- Document section:
According to a report published by one of the Iranian state-run websites, women have to cover their heads even under surgery in some of the hospitals in the capital. “Can’t enter the hospital’s emergency room without the chador,” says a middle-aged woman standing at the hospital’s entrance to prevent women from entering if they are wearing manteaux.
Some of the clinics and hospitals in Tehran require women to wear the chador before walking in. Baghyatollah Hospital is one of these centers. The patients who are not feeling well and need to rely on others to walk must also observe this requirement. The woman guarding the entrance says, “Those who come on their own feet, we make them remove their make-up. Here, we have everything. Make-up remover, nail-polish remover, napkins, ... Those who have artificial nails, must wear gloves.”
The chador – head-to-toe black veil—is not only compulsory in the hospital’s clinic but also inside the hospital and even in the emergency room. The female patient’s gown for the operation room also includes a maghna’eh (head cover which is tighter than a scarf and covers everything but the face).
Sara whose mother has recently had an operation in this hospital says, “My mother did not feel well and was very anxious about her operation. My mother had breast cancer and the doctors would see her body. So, I don’t know what was that head cover good for.” “We came to this hospital because of our insurance contract but women and their companies are very much distressed in this hospital,” added Sara. (The state-run, January 11, 2018)

A Kurdish woman, Touran Mehraban, has been beaten up and tortured in jail after being arrested last week. The mother of this arrested student said she had been informed of the torture when she met her daughter on Saturday, January 6, at the detention center of the Department of Intelligence of Orumiyeh, capital of West Azerbaijan Province, NW Iran. Ms. Mehraban was studying at Nazlou University of Orumiyeh when she was arrested on Saturday, December 31, 2017, by security forces on the charge of taking part in protest gatherings against economic corruption.
Another one of the arrested women has been identified as a civil activist Sepideh Farahan (Farah
abadi) who was arrested on Tuesday, January 2, in Tehran’s Enghelab Square by security forces and transferred to an unknown location.

A young woman named Neda Ahmadi has been arrested in Orumiyeh. Neda, an Economics student at Tabriz University, was arrested on Saturday, December 30, in Orumiyeh, capital of West Azerbaijan Province, NW Iran.

At least 400 women are among those arrested in recent protests in Izeh, in Khuzistan Province, SW Iran. The arrests in this city have been extensive. All members of some families have been arrested. Local eyewitnesses say most of the arrested women in this city have been taken to a drug addiction rehabilitation camp. Thirty-six individuals including 8 women were arrested during a raid on a house in Birjand, capital of South Khorassan Province, eastern Iran. The Public and Revolutionary Prosecutor of Birjand, Hossein Moghaddas, said the arrested women had previous record of breaching the dress code and they were taken to jail. 11 protesters, including at least seven women, have been recently transferred to the prison of Saqqez, Iranian Kurdistan, after preliminary interrogations. An uncertain number of detainees are held in other detention centers including those belonging to the Intelligence Department and the Revolutionary Guard Corps (IRGC), reports say. According to the Iranian resitance some 8000 people have been arrested during Iran protests. Based on Brigadier General, Hossein Zolfaghari, Deputy Interior Minister more than %90 of protesters who were arrested are youths under the age of 25.

- Source information:
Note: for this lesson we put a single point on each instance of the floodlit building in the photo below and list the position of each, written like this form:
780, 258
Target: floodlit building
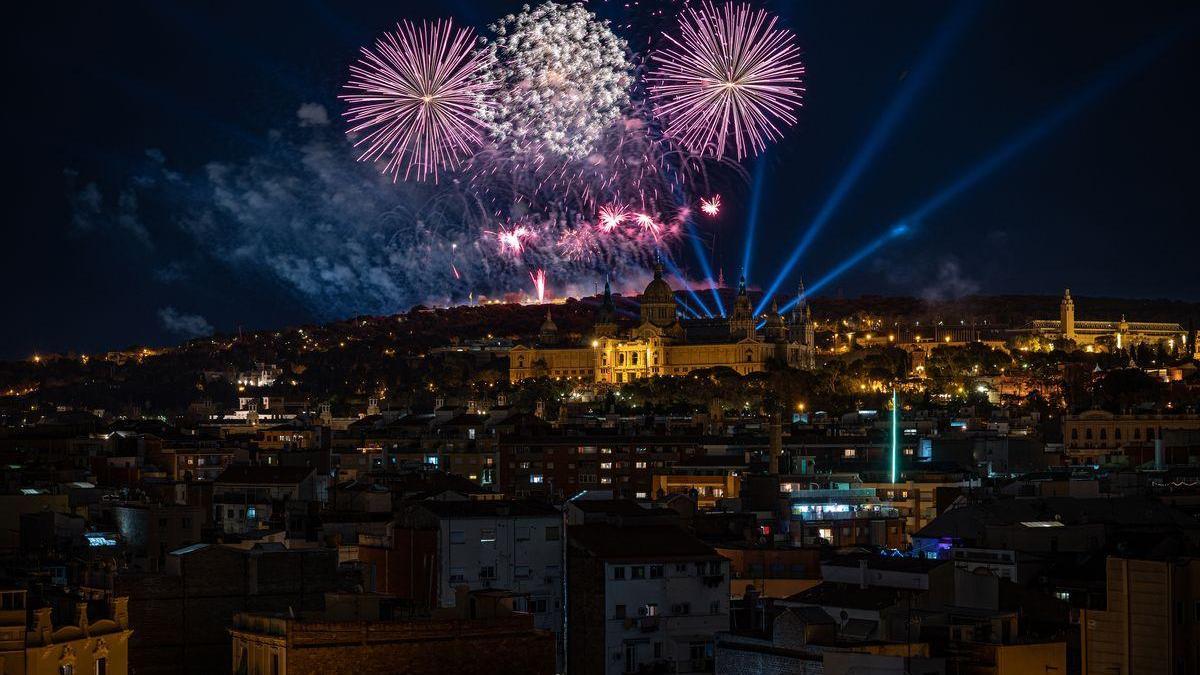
664, 345
83, 646
1105, 334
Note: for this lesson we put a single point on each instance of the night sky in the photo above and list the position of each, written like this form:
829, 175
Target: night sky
112, 102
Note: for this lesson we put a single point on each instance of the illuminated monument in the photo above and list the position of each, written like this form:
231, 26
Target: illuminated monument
1104, 334
663, 344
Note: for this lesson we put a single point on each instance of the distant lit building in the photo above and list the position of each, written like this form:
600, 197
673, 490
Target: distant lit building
85, 646
1103, 334
664, 345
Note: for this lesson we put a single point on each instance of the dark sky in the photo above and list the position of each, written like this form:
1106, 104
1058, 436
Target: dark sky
108, 99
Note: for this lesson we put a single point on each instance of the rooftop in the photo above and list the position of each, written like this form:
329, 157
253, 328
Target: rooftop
639, 544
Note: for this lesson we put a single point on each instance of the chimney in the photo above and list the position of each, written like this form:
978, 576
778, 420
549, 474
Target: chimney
82, 616
119, 611
43, 625
777, 442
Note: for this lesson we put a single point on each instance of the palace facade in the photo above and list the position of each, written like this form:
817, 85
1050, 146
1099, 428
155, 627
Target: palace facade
663, 344
1104, 334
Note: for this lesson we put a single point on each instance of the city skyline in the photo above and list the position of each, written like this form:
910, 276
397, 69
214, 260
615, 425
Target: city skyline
1062, 208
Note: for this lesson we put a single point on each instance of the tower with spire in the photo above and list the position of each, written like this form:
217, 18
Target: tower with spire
606, 316
1067, 315
775, 330
742, 323
549, 332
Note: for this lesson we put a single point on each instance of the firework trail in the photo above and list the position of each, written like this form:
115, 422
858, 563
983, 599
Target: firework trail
552, 155
729, 76
562, 78
539, 284
415, 99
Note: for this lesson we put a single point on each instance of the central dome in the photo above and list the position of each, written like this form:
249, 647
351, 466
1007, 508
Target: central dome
658, 299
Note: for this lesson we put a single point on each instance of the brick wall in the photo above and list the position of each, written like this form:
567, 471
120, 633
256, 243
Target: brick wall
180, 622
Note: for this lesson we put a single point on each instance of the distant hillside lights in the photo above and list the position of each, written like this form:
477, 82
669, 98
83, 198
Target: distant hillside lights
663, 345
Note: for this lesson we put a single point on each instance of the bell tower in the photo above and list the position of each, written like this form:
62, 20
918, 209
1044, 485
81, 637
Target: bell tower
742, 323
1067, 315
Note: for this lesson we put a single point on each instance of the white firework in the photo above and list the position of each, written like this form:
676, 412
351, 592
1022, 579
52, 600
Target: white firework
563, 78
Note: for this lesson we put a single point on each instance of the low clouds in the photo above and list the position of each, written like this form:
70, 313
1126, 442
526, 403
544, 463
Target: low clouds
951, 282
312, 114
184, 324
300, 215
90, 213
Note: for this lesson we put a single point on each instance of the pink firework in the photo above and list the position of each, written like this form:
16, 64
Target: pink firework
414, 99
513, 240
729, 76
579, 244
539, 284
611, 216
648, 225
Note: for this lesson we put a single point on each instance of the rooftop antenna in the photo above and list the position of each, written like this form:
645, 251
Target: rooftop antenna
895, 434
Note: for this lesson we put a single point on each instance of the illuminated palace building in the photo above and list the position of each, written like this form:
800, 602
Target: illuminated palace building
661, 344
1104, 335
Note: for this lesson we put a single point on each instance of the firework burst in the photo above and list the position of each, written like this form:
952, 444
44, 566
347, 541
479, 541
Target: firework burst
513, 240
562, 78
539, 284
730, 76
415, 97
611, 216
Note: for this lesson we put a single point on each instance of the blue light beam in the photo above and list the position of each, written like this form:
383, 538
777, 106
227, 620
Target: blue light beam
929, 64
665, 256
1018, 143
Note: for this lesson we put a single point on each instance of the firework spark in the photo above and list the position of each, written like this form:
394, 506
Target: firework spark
415, 99
562, 77
647, 223
579, 244
730, 75
611, 216
539, 284
513, 240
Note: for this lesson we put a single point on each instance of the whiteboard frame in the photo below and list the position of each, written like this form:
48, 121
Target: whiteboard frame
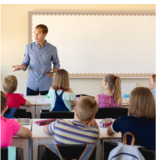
117, 13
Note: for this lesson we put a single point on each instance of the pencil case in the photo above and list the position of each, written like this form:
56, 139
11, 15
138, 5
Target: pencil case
45, 122
126, 96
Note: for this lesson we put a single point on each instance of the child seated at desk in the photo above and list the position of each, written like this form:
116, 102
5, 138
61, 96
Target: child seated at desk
14, 100
152, 86
112, 92
83, 130
9, 127
60, 94
141, 121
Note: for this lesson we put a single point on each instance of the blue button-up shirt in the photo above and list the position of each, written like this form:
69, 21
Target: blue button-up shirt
40, 61
154, 94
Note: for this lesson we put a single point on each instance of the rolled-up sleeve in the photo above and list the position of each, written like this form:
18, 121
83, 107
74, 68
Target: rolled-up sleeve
26, 59
55, 60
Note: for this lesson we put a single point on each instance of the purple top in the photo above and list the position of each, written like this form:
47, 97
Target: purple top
104, 101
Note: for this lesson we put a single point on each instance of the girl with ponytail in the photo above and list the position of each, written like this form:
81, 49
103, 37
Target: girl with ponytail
112, 92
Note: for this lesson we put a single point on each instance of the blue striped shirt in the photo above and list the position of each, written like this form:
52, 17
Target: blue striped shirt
73, 133
40, 61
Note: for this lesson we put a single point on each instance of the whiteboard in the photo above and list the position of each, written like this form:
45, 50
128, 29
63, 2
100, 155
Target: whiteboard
102, 44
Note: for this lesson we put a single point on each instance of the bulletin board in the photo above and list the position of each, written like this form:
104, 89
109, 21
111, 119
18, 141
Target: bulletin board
93, 44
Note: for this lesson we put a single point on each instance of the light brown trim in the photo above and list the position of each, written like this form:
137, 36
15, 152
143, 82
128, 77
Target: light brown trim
93, 13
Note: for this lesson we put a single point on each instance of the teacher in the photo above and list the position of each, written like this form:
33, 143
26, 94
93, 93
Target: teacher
39, 56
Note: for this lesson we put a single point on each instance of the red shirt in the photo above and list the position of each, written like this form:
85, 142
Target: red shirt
15, 100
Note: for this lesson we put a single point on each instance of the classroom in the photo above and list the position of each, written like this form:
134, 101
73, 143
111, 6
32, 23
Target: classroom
18, 22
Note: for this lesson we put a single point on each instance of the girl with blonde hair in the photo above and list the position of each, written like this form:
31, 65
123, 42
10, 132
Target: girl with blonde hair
60, 93
112, 92
141, 120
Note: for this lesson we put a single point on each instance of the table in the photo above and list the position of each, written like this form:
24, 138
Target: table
40, 138
25, 144
32, 108
42, 105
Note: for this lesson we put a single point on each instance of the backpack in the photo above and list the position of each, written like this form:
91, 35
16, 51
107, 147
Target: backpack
126, 152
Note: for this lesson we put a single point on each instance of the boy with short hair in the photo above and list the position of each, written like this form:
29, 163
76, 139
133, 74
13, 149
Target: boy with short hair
83, 130
14, 100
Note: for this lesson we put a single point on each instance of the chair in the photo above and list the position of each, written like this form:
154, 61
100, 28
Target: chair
20, 113
58, 115
4, 154
68, 152
111, 112
109, 146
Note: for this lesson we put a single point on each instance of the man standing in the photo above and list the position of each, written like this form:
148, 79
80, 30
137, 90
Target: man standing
39, 56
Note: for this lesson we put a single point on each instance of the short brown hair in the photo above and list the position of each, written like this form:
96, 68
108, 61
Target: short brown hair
114, 83
142, 104
61, 80
3, 101
86, 109
10, 84
43, 27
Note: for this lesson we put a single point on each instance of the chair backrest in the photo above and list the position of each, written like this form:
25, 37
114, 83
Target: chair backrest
4, 154
20, 113
111, 112
68, 152
57, 115
109, 146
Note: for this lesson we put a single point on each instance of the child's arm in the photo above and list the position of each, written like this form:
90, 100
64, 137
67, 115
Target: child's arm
24, 132
27, 103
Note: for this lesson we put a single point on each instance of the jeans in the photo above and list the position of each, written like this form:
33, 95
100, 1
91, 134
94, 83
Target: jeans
35, 93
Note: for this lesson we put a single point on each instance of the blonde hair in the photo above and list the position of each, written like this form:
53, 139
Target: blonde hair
142, 103
3, 101
10, 84
86, 109
114, 84
61, 80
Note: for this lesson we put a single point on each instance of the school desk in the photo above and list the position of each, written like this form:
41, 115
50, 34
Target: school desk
40, 138
32, 108
25, 144
42, 103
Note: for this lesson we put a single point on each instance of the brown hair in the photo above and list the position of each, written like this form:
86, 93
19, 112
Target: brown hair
154, 77
114, 83
61, 80
86, 109
43, 27
3, 101
142, 103
10, 84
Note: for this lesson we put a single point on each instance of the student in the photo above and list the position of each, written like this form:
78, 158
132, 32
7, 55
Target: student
60, 94
83, 130
9, 128
112, 92
141, 121
14, 100
152, 86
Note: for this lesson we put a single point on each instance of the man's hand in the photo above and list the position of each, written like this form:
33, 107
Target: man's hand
19, 67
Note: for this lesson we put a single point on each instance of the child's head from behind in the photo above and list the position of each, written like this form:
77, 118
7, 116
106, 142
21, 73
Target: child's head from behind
142, 104
10, 84
152, 82
86, 109
3, 101
113, 83
61, 80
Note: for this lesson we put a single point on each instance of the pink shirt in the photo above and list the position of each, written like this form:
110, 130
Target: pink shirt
8, 128
15, 100
104, 101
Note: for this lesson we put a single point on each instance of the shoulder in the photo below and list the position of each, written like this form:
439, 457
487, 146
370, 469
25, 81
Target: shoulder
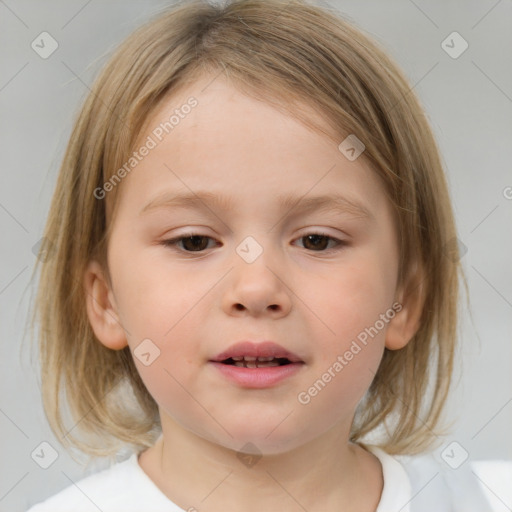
123, 486
448, 482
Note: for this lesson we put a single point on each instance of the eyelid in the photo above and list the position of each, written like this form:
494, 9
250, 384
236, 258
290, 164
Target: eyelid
173, 242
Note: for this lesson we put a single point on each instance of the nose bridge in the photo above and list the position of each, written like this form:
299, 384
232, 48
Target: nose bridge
256, 284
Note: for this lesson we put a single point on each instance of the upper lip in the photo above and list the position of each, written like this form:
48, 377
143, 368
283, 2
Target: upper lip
252, 349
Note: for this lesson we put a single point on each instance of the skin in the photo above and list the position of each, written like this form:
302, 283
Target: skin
193, 305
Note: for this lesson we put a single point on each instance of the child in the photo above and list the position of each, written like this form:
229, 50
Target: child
260, 370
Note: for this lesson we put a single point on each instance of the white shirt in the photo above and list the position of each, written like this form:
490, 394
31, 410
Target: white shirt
411, 484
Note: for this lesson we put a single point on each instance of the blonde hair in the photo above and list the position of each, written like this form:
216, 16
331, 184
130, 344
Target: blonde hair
289, 54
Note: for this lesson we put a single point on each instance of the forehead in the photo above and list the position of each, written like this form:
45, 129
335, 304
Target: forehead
231, 145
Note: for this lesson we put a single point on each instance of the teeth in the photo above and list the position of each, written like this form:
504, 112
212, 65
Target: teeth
256, 364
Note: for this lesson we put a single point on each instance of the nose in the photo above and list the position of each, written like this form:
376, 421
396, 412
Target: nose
257, 289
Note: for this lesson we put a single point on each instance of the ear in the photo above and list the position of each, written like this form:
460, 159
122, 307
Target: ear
101, 308
409, 302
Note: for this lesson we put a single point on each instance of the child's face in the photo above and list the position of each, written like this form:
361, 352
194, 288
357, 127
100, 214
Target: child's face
311, 296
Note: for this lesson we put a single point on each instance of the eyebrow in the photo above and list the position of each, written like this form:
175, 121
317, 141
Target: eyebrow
203, 200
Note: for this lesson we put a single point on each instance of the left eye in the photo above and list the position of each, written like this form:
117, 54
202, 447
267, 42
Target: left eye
316, 242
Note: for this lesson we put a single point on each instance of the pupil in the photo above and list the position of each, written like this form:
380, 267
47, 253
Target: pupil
195, 246
315, 239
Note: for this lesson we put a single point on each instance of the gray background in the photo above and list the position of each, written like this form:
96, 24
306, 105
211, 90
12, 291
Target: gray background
468, 101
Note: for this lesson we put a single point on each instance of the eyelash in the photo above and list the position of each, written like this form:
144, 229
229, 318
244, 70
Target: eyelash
173, 242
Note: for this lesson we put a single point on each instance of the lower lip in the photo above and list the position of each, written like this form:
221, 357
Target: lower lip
258, 378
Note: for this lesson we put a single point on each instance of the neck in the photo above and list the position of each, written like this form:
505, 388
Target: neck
326, 474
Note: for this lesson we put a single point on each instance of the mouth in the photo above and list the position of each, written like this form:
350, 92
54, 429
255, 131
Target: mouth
257, 365
256, 362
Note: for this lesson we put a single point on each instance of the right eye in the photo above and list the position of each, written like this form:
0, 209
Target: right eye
190, 243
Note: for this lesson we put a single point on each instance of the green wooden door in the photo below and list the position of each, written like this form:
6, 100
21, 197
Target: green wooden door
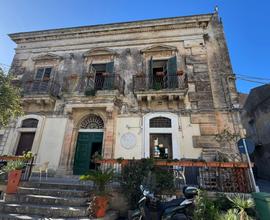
87, 144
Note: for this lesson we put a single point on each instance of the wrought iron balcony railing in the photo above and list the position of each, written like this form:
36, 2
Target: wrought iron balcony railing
164, 82
106, 82
36, 87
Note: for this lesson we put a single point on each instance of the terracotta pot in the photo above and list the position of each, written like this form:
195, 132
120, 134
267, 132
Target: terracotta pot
180, 72
101, 204
13, 181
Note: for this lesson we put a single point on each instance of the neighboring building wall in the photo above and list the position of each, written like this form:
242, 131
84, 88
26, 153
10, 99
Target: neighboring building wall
202, 105
52, 140
256, 121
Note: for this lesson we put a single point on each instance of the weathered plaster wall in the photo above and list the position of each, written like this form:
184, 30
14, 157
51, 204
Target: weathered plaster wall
200, 47
129, 124
51, 142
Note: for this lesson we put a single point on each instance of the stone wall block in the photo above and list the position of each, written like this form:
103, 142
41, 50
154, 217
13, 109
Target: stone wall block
203, 118
199, 96
200, 68
201, 76
205, 141
198, 50
208, 129
196, 59
203, 104
203, 86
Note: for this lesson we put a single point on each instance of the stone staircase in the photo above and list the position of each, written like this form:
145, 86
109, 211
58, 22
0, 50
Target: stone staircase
46, 200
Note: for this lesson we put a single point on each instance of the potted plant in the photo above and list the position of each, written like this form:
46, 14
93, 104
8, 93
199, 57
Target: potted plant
89, 91
100, 201
14, 170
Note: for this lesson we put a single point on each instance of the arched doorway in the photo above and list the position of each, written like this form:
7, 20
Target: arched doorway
161, 131
27, 136
89, 141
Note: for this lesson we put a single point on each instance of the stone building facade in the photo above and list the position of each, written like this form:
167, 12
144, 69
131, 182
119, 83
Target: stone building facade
123, 90
256, 120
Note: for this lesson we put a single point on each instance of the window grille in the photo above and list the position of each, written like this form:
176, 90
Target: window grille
30, 123
160, 122
92, 122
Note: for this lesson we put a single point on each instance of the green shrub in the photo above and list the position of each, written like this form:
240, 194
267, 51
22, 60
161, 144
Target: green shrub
205, 208
144, 172
100, 179
13, 165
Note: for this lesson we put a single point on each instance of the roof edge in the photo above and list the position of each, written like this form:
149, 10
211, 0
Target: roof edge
117, 25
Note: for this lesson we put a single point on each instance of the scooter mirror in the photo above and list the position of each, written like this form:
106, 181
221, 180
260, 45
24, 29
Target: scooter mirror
146, 192
190, 192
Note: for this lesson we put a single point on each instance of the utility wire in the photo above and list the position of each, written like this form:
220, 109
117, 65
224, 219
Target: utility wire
252, 77
251, 80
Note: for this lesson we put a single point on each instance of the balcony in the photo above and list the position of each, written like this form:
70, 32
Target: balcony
32, 88
103, 85
40, 92
172, 87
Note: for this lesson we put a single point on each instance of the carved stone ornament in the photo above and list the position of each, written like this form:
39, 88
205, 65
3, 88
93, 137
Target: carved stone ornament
128, 140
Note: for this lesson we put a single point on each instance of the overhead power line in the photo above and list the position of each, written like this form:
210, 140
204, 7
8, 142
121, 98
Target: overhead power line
252, 77
251, 80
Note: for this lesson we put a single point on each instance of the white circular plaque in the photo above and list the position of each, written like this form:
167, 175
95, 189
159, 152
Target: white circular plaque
128, 140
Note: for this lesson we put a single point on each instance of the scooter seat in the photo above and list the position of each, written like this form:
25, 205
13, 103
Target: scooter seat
174, 202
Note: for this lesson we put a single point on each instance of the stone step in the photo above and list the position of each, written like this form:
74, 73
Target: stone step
46, 211
52, 192
49, 185
46, 200
111, 215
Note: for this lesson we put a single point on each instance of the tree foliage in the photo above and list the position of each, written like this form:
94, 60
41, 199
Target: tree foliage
10, 106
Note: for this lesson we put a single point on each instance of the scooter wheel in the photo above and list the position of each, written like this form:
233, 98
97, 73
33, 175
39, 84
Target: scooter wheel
180, 217
138, 218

- Your tasks:
(a) Please reproduce the passage on women in Iran word for word, starting with "The chador –" and going on through "January 11, 2018)".
(b) According to the passage on women in Iran, at which university was Neda Ahmadi an Economics student?
You can set the listing aside.

- Completed exercise:
(a)
The chador – head-to-toe black veil—is not only compulsory in the hospital’s clinic but also inside the hospital and even in the emergency room. The female patient’s gown for the operation room also includes a maghna’eh (head cover which is tighter than a scarf and covers everything but the face).
Sara whose mother has recently had an operation in this hospital says, “My mother did not feel well and was very anxious about her operation. My mother had breast cancer and the doctors would see her body. So, I don’t know what was that head cover good for.” “We came to this hospital because of our insurance contract but women and their companies are very much distressed in this hospital,” added Sara. (The state-run, January 11, 2018)

(b) Tabriz University